Saved entries =
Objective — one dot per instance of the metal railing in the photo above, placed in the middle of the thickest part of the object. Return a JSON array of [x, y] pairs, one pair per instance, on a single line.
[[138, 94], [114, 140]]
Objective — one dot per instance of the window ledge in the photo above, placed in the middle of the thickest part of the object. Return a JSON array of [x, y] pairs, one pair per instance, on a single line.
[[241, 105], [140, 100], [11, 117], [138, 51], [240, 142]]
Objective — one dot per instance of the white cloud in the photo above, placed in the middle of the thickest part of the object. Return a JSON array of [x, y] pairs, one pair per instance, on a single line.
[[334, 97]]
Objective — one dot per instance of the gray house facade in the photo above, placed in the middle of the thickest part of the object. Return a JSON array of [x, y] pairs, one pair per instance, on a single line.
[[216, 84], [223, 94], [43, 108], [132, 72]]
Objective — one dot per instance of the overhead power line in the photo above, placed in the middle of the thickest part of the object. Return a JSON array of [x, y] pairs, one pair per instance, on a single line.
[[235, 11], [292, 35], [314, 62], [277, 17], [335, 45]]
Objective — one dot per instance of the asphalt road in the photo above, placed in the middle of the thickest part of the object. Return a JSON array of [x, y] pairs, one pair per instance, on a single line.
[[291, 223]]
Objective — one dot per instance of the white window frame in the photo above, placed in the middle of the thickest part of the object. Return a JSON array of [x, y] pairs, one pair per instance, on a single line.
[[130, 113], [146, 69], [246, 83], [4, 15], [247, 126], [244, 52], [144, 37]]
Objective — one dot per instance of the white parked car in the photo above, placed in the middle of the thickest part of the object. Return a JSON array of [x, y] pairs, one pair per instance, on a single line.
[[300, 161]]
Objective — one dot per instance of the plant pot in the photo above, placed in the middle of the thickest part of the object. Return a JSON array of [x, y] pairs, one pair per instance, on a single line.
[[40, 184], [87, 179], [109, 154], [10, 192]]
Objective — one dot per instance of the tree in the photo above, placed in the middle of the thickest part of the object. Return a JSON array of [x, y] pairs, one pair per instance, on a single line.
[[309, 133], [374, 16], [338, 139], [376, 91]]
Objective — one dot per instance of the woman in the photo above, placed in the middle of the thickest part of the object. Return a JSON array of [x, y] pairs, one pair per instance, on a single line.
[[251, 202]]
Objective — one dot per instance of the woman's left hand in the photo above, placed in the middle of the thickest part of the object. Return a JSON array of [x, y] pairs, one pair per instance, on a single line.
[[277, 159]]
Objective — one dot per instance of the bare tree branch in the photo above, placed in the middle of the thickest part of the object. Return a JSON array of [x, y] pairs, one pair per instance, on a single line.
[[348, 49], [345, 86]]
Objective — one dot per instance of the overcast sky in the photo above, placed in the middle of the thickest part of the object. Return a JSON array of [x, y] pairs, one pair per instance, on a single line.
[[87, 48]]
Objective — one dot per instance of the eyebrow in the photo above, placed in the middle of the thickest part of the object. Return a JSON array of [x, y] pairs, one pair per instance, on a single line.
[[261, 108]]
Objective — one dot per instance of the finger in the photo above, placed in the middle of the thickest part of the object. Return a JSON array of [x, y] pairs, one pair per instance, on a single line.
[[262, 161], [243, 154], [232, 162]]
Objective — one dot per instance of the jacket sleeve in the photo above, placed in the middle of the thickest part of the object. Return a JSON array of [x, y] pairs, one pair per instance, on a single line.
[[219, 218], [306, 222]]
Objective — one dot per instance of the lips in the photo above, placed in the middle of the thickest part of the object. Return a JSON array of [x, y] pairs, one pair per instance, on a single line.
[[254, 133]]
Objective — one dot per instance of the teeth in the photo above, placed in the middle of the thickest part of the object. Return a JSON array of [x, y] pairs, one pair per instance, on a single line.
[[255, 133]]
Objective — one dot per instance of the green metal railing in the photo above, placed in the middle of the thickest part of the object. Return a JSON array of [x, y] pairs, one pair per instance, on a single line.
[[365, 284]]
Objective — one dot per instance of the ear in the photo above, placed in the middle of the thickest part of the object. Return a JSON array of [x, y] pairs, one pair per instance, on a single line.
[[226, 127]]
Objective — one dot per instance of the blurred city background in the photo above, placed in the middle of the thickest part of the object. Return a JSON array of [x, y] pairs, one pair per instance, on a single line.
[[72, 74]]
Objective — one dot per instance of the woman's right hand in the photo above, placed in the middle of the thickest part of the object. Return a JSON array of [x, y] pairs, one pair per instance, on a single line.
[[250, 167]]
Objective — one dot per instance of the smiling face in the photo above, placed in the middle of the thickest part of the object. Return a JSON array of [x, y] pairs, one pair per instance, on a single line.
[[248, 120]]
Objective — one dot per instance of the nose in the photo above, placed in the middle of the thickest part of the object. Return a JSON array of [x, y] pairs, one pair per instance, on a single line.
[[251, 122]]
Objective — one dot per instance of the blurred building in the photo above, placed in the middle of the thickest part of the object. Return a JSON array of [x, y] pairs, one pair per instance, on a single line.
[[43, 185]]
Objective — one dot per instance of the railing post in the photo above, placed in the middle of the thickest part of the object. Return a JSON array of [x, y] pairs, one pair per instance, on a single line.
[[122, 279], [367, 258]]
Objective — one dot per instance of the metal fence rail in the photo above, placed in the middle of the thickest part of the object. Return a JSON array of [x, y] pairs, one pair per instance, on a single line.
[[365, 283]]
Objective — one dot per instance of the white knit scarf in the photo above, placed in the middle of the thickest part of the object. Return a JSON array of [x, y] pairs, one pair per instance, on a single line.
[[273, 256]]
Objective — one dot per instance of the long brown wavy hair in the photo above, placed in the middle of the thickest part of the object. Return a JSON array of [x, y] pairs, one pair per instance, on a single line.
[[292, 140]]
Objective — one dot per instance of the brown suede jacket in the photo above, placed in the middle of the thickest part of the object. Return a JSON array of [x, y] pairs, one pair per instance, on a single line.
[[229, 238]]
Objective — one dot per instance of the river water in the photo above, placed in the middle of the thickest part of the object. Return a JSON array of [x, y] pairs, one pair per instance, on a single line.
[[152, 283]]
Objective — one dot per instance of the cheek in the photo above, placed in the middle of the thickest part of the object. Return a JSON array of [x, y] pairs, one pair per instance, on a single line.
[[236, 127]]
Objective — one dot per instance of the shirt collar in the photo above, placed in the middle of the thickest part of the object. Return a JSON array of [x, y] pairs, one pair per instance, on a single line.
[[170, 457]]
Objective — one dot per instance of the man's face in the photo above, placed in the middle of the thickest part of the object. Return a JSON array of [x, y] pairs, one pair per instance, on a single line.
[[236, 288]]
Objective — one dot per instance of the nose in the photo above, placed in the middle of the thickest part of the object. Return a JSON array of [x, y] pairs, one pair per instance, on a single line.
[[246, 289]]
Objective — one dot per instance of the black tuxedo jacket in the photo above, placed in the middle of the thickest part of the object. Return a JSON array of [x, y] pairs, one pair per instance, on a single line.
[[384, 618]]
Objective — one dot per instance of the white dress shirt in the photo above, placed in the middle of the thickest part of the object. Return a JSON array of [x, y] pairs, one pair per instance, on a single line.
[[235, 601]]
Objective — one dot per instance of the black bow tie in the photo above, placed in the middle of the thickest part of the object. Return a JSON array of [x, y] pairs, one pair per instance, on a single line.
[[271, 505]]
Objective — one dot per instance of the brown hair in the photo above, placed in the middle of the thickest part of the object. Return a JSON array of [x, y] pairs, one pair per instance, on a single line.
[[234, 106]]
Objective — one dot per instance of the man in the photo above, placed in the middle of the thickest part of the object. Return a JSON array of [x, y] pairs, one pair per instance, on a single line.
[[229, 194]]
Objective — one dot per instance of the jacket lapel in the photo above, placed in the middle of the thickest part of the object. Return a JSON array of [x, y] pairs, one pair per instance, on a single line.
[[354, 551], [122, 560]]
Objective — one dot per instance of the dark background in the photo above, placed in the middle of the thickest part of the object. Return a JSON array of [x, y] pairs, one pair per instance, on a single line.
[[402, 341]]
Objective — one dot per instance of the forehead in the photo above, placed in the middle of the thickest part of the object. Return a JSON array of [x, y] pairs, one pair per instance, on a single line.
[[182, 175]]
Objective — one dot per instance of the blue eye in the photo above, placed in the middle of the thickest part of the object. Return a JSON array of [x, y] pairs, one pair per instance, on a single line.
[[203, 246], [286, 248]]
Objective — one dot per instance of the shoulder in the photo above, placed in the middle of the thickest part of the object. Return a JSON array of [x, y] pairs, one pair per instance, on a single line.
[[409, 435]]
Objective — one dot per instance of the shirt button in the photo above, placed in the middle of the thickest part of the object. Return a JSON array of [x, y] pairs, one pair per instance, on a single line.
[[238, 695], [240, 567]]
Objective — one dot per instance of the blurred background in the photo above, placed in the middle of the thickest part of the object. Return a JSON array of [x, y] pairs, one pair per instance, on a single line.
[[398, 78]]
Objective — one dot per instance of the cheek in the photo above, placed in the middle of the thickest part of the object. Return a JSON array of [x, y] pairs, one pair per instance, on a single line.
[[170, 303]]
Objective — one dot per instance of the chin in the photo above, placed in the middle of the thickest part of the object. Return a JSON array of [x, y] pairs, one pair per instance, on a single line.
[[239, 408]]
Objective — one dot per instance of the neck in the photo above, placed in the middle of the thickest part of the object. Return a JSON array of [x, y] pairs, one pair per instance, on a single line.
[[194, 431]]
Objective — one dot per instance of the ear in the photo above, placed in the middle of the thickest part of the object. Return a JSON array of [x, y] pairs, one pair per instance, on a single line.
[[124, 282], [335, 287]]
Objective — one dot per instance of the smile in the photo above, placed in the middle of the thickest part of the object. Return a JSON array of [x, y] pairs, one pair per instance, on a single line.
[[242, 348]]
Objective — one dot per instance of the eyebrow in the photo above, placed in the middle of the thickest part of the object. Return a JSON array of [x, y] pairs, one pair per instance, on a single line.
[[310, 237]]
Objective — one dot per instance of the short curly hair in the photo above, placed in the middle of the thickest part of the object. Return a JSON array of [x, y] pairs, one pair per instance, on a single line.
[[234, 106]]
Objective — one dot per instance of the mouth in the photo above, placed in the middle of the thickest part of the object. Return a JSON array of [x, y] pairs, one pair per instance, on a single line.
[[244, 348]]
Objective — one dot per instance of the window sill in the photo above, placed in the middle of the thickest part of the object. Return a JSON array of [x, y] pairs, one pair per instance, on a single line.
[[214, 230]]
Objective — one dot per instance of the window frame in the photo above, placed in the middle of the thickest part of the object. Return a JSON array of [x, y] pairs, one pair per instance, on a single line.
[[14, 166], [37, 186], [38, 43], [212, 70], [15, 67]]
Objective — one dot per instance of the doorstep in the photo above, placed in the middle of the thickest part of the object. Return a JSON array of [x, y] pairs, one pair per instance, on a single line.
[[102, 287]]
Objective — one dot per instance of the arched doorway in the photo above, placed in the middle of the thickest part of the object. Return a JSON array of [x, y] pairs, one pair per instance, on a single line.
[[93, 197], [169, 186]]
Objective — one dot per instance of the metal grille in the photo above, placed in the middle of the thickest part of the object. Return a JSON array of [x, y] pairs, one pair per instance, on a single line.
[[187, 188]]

WHAT IS BEING ASKED =
The line containing "Objective — one dot per instance of the metal grille" and every line after it, through the end of the records, should be repeated exactly and alone.

YOUR SOLUTION =
Objective — one dot per instance of the metal grille in the photo above, placed in the middle of the thickest part of the object. Return a JSON array of [x, y] pairs, one pair per instance, on a single line.
[[187, 188]]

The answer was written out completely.